Work to complete: Exactly as given, output all the records that follow.

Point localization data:
Content starts
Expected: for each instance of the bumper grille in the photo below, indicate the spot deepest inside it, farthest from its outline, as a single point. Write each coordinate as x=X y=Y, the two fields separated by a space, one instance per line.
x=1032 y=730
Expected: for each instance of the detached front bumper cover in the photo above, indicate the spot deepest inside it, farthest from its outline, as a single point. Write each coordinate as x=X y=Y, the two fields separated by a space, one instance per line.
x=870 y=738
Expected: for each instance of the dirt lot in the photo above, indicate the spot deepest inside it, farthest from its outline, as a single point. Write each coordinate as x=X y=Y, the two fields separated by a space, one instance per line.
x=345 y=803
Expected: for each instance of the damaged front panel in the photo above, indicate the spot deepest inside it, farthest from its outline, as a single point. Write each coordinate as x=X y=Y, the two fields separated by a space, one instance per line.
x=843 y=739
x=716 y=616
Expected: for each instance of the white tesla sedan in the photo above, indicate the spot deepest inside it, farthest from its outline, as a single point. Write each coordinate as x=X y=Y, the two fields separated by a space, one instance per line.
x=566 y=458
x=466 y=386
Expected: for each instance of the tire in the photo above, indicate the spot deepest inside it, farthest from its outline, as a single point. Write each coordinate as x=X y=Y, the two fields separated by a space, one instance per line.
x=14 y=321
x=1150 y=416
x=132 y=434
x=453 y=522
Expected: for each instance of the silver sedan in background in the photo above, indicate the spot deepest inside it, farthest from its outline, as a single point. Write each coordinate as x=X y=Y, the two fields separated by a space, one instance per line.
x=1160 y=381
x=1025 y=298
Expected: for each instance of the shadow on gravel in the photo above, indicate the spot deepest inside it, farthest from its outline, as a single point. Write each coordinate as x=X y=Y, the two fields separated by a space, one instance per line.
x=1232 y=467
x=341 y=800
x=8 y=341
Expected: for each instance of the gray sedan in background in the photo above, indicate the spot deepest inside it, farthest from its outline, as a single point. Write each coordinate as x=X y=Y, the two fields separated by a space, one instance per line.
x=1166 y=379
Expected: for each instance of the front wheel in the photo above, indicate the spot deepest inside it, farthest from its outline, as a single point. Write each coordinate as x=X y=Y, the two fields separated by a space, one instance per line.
Content ends
Response for this exercise:
Expected: for each instance of the bumper grille in the photo below, indicate the spot deepest inside it, farthest from its outline, as a single point. Write each coordinate as x=X y=Y, the two fields separated by a space, one instance per line.
x=1032 y=730
Expected: for each instance of the detached front bumper cover in the photo above, indicate the spot deepest inside it, farthest from its outline, as a single point. Write each coordinate as x=X y=Y, the two fields separated by a space, one instance per line.
x=870 y=738
Expected: for each instance of the dirt lot in the photo above, indicate the spot deepest inside it, farthest from its outline, as a single point. Write each coordinate as x=X y=Y, the two fields separated by a space, one instance per line.
x=345 y=803
Expected: for each instance of the damaged front panel in the photo above, indicate the spot deepest inside it, farthest from its outline, as a single point. Write each coordinate as x=X y=Y, the two fields separated by a space, one instance per line.
x=843 y=739
x=716 y=616
Expected: for each instance of the white tesla sedan in the photo above, indicate the spot deepest inside it, farthest from its outline, as a single point. Write each coordinate as x=X y=Y, the two fields separated by a space, one instance per line.
x=566 y=458
x=466 y=386
Expected: for each instance of the tire in the photo above, indicate the spot deepest inside it, farthest from its outline, as a single point. Write each coordinate as x=X y=Y, the two fields separated by a space, one instance per line.
x=14 y=321
x=1150 y=416
x=132 y=434
x=453 y=522
Expected: for each instance of the silver sedan in background in the photo above, indicate the spot deepest inside it, farthest from its outline, as a single point. Write each coordinate as x=X y=Y, the two fields separated by a space, one instance per line.
x=1160 y=381
x=1025 y=298
Expected: for each instance of the shadow on gravel in the photo above, indicate the spot deepest inside it, farthest from its outline, as a single point. Write each coordinate as x=X y=Y, the two fields separated by a space, one instance per line.
x=1232 y=467
x=341 y=800
x=8 y=341
Expected: for each instance of the gray sedan in background in the photo above, indicate the spot deepest inside it, farthest from its outline, as a single point. Write each coordinate as x=X y=Y, the two fields separated by a space, one instance per line.
x=1166 y=379
Expected: for each instance of the front wheel in the photo above, indicate the spot deepest inside it, farthest from its outline, as a single point. Write each coordinate as x=X y=Y, the two fields separated by a space, one instance per line.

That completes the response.